Und zumindest die Hauptangeklagte, die Wirtin Christa W. habe kein Motiv. Sie sei eine intelligente, planende und geldgierige Frau, aber es gebe keinen Hinweis auf sexuelle Motive. Deshalb sei kaum vorstellbar, dass sie das hohe Risiko eingegangen wäre, eine solche Tat zu einer Zeit zuzulassen, wo das Entdeckungsrisiko extrem hoch gewesen sei. Dagegen gebe es durchaus Erklärungen für mögliche Falschaussagen der zeitweilig geständigen Angeklagten. Es handele sich um besonders leicht beeinflussbare Menschen minderer Intelligenz. Einige neigten dazu, sich wichtig zu machen. Die Befragungen der Polizeibeamte seien teilweise zweifellos suggestiv gewesen.

Der perfekte Mord?

Spätestens an dieser Stelle fragt sich der Zuhörer, weshalb das Gericht die von ihm Freigesprochenen noch immer so stark verdächtigt, sie als Menschen vorführt, die man nicht verurteilen konnte, denen man aber alles Böse zutrauen darf. Obwohl doch Chudoba selbst darauf verweist, dass Sympathien und Antipathien beim Urteil keine Rolle spielen dürfen.

Das Schicksal des kleinen Pascal hat dieser Prozess nicht geklärt. Er hat den Blick geöffnet in Abgründe der deutschen Gesellschaft. In Saarbrücken standen Menschen aus einer Parallelwelt vor Gericht. Einer, der sie verteidigen sollte, hat sie als "Deppen" und "Bekloppte" charakterisiert. Er wollte sagen, dass sie zu einem perfekten Mord unfähig seien. Seine Behauptung stimmt so aber nicht. Unter den Angeklagten sind Frauen mit sehr niedrigem Intelligenzquotienten, Menschen, die keine Ausbildung und nie geregelt gearbeitet haben. Es sind aber auch intelligente und durchsetzungsfähige Menschen darunter. Nur einer ist bisher als Gewalttäter aufgefallen. Mehrere tranken, aber nicht so stark, dass es ihre Persönlichkeit verändert hätte. Gemeinsam ist diesen Menschen, dass sie nach bürgerlichen Maßstäben gescheiterte Existenzen sind. Gemeinsam sind ihnen Verwahrlosung und Desozialisierung. Sie lebten in der dunklen Tosa- Klause, wo sie am Ende zwischen Wahn und Wirklichkeit vielleicht nicht mehr unterscheiden konnten.

(Einträge zur Beschriftung von Bildpositionen)
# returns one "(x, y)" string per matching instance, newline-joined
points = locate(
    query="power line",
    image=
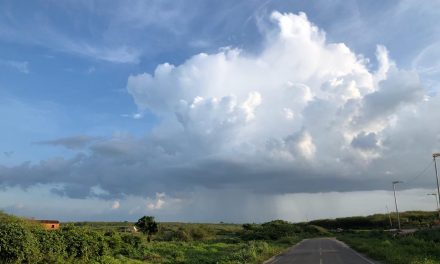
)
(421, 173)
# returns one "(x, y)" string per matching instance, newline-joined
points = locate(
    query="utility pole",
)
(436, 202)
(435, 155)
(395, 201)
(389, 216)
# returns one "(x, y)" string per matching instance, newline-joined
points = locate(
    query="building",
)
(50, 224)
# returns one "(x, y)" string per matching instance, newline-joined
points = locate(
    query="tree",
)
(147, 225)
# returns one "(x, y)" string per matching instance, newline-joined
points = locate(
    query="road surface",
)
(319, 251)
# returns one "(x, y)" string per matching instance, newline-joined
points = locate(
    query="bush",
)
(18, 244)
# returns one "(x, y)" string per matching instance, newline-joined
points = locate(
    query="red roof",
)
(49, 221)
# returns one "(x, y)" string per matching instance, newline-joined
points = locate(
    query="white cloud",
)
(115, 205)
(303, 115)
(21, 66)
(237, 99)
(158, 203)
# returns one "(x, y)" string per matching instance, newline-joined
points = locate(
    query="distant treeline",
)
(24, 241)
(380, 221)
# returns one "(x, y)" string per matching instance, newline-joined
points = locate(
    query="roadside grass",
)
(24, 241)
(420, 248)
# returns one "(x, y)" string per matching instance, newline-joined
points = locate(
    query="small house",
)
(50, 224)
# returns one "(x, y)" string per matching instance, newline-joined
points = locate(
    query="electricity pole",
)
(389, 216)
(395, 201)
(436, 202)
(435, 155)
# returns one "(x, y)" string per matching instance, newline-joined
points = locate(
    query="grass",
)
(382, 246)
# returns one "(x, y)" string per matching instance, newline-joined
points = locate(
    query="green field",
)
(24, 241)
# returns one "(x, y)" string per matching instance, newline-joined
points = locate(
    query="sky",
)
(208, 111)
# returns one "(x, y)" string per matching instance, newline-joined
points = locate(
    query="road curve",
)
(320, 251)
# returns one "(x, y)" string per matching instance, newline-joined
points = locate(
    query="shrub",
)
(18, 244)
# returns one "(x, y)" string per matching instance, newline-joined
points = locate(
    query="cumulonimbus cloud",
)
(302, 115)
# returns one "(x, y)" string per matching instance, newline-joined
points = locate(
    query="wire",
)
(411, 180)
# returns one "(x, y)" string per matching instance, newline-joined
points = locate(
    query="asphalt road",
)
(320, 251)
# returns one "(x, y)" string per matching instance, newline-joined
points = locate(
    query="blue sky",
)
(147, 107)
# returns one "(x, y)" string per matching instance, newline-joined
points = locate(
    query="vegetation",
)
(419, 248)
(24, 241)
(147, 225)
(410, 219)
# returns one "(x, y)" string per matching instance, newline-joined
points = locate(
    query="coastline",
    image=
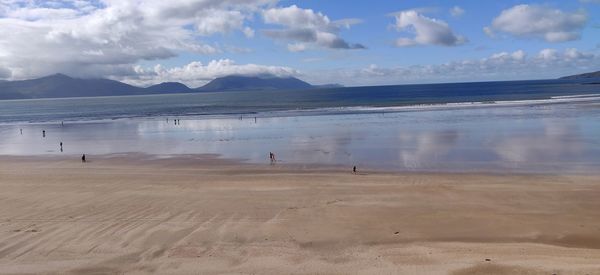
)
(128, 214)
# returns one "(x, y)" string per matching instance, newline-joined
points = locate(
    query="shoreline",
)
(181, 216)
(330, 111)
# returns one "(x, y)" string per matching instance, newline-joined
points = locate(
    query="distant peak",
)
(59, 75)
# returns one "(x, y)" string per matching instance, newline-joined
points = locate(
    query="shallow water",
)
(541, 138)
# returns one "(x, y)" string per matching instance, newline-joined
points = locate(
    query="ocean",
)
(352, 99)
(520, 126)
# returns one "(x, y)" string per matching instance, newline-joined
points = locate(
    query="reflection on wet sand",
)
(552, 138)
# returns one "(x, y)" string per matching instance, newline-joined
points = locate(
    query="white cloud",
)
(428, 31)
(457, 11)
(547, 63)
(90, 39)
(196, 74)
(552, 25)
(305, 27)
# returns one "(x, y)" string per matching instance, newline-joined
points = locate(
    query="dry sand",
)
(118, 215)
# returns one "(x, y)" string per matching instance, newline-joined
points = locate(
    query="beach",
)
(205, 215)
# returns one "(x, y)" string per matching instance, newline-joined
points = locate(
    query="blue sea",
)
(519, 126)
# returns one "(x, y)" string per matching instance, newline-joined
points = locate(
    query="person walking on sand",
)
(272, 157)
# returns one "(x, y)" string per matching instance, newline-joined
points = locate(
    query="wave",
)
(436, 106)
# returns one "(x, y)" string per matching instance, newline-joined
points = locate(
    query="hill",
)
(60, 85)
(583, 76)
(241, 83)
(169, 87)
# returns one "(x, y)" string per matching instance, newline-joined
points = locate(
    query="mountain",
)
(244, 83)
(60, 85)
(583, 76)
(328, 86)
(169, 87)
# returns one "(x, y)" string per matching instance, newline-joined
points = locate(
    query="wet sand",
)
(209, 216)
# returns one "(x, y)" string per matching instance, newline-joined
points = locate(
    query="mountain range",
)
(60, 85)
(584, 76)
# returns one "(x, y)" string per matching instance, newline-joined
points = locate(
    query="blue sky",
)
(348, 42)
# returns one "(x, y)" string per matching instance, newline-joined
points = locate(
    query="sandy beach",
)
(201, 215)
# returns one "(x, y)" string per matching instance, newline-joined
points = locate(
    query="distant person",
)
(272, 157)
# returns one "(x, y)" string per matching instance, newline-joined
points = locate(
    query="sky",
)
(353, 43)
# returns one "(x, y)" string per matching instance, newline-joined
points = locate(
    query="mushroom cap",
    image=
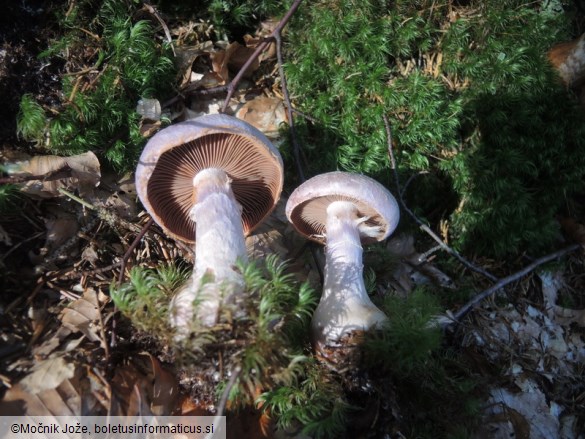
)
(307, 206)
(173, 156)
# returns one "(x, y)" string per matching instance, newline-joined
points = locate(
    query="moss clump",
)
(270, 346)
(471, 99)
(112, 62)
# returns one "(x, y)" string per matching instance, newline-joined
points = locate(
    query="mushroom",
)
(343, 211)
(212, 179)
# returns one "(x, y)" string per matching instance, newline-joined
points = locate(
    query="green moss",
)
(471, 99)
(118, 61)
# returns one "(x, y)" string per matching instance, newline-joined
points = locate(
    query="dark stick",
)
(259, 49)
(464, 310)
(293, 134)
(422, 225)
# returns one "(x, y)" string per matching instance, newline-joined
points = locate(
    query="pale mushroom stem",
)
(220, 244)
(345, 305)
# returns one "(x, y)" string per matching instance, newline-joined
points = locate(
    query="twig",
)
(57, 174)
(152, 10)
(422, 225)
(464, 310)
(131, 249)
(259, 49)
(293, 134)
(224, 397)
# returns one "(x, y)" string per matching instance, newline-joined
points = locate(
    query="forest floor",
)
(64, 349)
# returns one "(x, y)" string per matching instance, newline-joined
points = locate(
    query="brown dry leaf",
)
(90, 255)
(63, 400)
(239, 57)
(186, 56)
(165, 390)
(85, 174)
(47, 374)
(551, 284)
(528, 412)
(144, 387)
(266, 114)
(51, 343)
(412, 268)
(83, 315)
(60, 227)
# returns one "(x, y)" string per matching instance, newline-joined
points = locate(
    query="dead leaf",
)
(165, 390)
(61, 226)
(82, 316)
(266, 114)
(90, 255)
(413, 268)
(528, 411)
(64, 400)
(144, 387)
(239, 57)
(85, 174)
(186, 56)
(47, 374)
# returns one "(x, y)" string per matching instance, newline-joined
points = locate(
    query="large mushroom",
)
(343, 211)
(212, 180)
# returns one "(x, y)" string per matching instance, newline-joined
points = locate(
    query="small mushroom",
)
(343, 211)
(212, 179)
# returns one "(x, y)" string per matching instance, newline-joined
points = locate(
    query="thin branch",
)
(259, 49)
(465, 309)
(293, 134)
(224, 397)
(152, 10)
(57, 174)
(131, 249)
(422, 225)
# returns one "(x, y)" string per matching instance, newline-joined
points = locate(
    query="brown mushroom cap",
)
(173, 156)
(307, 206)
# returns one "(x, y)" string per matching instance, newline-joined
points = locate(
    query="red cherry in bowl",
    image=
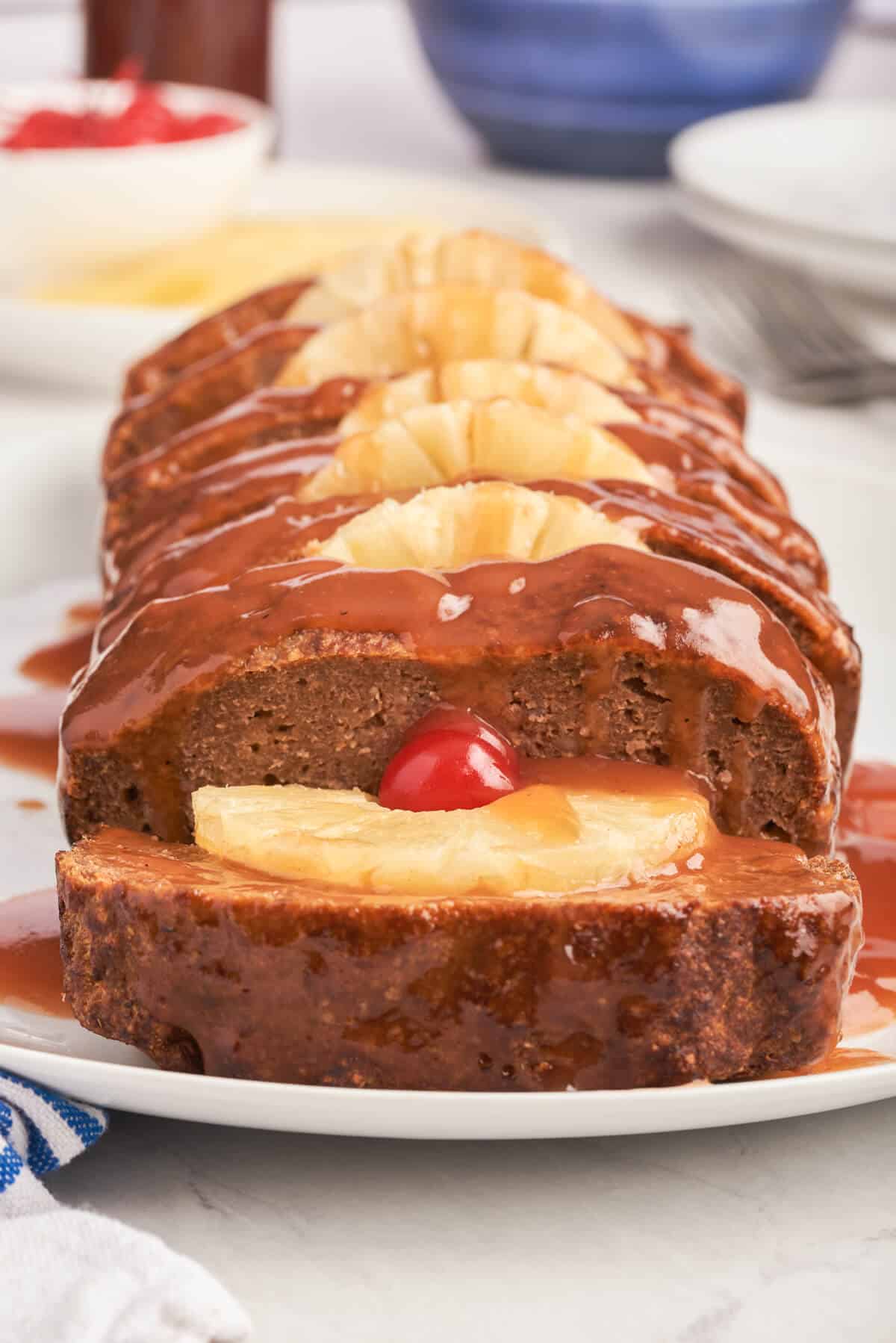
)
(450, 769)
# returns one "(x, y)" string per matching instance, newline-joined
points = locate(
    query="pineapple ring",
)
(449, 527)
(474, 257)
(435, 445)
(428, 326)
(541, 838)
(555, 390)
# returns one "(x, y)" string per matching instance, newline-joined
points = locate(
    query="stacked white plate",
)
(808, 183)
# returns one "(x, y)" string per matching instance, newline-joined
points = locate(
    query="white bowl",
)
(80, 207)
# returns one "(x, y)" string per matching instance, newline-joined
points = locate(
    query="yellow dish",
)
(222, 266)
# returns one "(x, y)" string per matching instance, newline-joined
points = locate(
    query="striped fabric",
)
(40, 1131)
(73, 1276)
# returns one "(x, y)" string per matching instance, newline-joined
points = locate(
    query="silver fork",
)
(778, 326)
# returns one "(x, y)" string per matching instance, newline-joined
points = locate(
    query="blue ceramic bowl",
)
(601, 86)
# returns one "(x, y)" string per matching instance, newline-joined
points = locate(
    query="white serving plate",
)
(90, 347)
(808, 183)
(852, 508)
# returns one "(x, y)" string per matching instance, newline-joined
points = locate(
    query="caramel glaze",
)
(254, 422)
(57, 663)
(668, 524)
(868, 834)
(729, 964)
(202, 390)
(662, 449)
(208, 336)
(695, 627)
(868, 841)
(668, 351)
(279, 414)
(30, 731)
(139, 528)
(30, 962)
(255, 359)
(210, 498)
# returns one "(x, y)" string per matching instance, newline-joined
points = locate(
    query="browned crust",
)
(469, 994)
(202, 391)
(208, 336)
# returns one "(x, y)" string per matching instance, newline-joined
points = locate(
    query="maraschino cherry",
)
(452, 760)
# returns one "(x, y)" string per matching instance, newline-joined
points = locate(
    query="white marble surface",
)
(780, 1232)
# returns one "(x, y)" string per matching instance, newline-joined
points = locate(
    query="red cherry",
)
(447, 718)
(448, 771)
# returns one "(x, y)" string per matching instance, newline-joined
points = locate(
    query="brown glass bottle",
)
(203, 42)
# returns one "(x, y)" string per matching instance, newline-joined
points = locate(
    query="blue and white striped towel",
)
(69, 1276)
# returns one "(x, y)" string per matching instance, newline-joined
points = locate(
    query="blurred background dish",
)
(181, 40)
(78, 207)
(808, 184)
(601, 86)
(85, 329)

◆ Aufgabenstellung ◆
Schreibe aus dem Auszug über den Prozess den Abschnitt von „Der perfekte Mord?“ bis „Rolle spielen dürfen.“ wörtlich ab.

◆ Musterlösung ◆
Der perfekte Mord?

Spätestens an dieser Stelle fragt sich der Zuhörer, weshalb das Gericht die von ihm Freigesprochenen noch immer so stark verdächtigt, sie als Menschen vorführt, die man nicht verurteilen konnte, denen man aber alles Böse zutrauen darf. Obwohl doch Chudoba selbst darauf verweist, dass Sympathien und Antipathien beim Urteil keine Rolle spielen dürfen.